Task prompt ▸
Pull out each line of the items below that contains the string "striped", copying every such line in full.

Supplied records ▸
^^^^^^^^

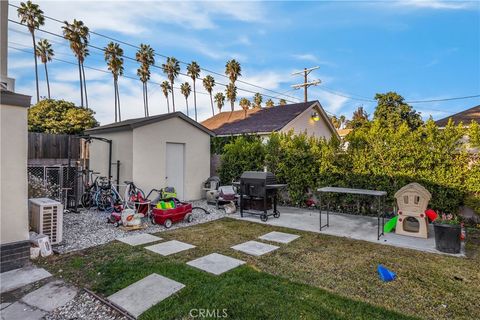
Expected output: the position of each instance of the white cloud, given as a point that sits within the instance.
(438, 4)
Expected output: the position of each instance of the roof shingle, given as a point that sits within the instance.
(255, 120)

^^^^^^^^

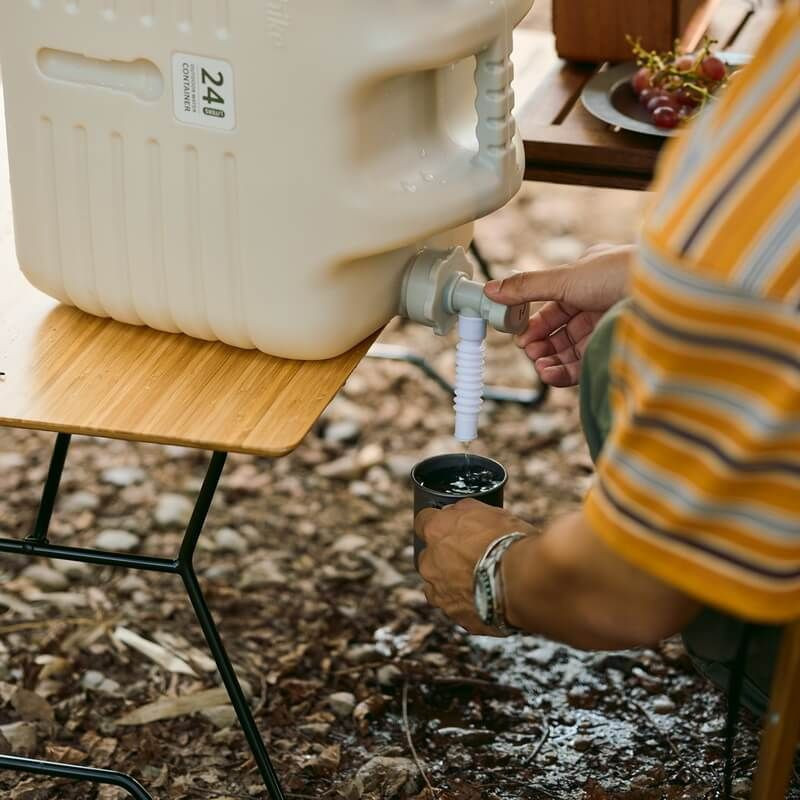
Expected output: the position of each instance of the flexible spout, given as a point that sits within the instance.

^^^^^^^^

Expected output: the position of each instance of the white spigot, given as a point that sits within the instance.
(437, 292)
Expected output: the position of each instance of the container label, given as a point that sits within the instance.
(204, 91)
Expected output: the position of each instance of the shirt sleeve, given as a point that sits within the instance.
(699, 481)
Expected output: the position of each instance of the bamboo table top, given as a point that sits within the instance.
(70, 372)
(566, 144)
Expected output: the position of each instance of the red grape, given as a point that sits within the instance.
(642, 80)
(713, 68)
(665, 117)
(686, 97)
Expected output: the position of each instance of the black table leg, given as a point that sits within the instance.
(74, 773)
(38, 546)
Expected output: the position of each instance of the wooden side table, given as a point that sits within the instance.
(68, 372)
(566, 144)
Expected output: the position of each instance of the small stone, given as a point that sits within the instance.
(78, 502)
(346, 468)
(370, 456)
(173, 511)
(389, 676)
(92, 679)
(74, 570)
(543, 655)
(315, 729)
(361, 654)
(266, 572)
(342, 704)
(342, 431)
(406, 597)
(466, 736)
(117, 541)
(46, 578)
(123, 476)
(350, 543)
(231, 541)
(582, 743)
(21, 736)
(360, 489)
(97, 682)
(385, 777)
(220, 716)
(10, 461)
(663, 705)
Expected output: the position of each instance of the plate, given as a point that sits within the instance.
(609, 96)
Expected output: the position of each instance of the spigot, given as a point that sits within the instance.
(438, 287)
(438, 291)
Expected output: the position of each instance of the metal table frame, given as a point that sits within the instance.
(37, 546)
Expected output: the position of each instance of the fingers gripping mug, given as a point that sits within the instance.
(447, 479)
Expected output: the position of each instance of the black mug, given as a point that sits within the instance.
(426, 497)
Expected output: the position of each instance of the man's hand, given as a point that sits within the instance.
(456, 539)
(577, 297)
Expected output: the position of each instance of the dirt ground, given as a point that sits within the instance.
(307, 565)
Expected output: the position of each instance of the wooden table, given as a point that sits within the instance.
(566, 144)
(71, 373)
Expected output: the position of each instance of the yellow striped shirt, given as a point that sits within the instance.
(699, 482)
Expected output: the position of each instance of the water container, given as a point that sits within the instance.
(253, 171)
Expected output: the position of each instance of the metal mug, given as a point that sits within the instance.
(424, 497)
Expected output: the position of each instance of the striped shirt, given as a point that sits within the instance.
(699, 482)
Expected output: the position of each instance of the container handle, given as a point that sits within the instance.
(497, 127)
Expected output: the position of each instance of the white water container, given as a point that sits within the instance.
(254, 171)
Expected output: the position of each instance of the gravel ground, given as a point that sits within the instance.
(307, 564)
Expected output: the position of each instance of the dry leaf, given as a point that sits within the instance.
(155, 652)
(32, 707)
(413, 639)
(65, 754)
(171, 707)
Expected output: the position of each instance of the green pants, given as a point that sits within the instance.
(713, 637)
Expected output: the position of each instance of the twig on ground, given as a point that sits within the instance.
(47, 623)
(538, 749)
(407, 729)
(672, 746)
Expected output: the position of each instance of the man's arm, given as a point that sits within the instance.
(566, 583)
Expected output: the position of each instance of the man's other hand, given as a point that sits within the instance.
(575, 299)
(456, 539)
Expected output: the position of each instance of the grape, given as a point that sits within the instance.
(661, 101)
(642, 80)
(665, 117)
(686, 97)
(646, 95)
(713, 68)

^^^^^^^^

Reply ▸
Expected output: the position of each instance of the yellow striped shirt, given as a point that sits within the instance.
Expected output: the position of each instance of the striped shirt, given as a point that sits within the instance.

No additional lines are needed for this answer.